What to work on — Look below for the line with "like [357, 414].". Extract that line and each one after it through the last, word for word.

Pointing and labeling entries:
-- BEGIN --

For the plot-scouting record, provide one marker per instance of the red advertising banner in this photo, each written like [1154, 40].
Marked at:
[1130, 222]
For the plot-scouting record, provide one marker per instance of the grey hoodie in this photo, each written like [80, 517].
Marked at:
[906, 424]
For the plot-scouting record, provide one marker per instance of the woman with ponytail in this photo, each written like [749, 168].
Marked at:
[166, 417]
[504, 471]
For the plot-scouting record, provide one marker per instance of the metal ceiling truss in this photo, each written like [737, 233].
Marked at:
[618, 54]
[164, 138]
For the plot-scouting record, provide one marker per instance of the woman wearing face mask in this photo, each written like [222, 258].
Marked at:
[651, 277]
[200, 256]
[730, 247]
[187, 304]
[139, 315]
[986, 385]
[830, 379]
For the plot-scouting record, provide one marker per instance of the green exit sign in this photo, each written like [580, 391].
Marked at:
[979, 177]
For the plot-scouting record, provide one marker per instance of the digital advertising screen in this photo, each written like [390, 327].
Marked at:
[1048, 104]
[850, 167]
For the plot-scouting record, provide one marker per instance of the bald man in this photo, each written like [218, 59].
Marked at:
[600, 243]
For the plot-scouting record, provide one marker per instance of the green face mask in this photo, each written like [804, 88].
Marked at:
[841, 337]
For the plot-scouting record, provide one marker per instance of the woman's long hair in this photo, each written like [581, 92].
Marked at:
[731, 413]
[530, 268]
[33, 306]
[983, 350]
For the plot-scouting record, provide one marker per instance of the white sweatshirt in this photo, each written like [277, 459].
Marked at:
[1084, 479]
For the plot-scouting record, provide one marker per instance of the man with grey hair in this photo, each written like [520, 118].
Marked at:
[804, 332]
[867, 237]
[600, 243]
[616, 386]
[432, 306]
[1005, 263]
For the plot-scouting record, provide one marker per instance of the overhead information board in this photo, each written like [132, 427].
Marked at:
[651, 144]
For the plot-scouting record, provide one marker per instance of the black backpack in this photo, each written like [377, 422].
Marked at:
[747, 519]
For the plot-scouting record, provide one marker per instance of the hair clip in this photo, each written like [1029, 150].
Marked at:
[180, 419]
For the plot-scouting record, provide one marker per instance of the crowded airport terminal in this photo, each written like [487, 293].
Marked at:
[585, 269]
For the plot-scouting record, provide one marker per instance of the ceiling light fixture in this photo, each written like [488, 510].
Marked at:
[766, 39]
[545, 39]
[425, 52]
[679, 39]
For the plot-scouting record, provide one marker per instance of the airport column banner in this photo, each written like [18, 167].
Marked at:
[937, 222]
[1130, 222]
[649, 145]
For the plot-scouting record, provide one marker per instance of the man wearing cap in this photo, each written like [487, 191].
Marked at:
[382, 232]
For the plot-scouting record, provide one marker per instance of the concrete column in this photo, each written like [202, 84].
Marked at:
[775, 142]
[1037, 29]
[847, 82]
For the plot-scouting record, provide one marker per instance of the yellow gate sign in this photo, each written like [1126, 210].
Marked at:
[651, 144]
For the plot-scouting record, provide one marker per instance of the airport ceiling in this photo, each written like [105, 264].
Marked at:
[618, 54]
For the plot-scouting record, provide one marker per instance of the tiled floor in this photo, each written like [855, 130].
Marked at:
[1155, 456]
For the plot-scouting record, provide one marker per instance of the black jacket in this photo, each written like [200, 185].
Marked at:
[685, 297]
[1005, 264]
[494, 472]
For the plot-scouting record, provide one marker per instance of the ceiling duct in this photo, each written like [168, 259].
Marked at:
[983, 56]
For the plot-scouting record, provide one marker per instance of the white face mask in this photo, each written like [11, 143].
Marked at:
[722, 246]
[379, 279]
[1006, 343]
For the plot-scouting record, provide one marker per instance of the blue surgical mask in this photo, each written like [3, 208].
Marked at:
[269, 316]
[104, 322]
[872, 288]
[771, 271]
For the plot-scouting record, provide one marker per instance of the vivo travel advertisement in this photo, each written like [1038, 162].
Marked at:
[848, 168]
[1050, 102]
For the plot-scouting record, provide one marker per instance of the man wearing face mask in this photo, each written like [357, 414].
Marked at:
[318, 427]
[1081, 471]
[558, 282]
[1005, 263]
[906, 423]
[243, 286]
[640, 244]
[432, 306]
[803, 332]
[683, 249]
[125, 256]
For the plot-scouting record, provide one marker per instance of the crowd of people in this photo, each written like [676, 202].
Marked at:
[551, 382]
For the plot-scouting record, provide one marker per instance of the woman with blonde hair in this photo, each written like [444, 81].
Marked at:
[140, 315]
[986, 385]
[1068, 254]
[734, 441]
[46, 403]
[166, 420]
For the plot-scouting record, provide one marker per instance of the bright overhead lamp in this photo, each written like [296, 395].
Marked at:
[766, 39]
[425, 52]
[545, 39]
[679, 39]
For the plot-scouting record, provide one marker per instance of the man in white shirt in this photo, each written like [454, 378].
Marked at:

-- END --

Output for this task —
For the plot-scouting record, provide one marker per instance of the man wearing face mask in this photo, each written like [357, 414].
Marked at:
[318, 427]
[1081, 471]
[558, 282]
[1005, 263]
[906, 423]
[243, 286]
[640, 244]
[432, 306]
[803, 332]
[683, 249]
[125, 256]
For the plot-scouting record, provide one marker per instance of the crowd of people in this photo, each written like [676, 202].
Marked at:
[551, 382]
For the plot-scouting record, provide one marker per instance of the woman with blonde hair in this photo, each written like [444, 81].
Marked at:
[140, 315]
[986, 385]
[1068, 254]
[734, 441]
[46, 403]
[166, 420]
For the plot-scouting record, provide one marker per instance of the bright overhead lamp in this photo, each written like [296, 395].
Marked at:
[766, 39]
[425, 52]
[545, 39]
[679, 39]
For the plot-scouting record, provide one marker per instance of the man in white shirt in this photo, each written like [454, 378].
Marked at:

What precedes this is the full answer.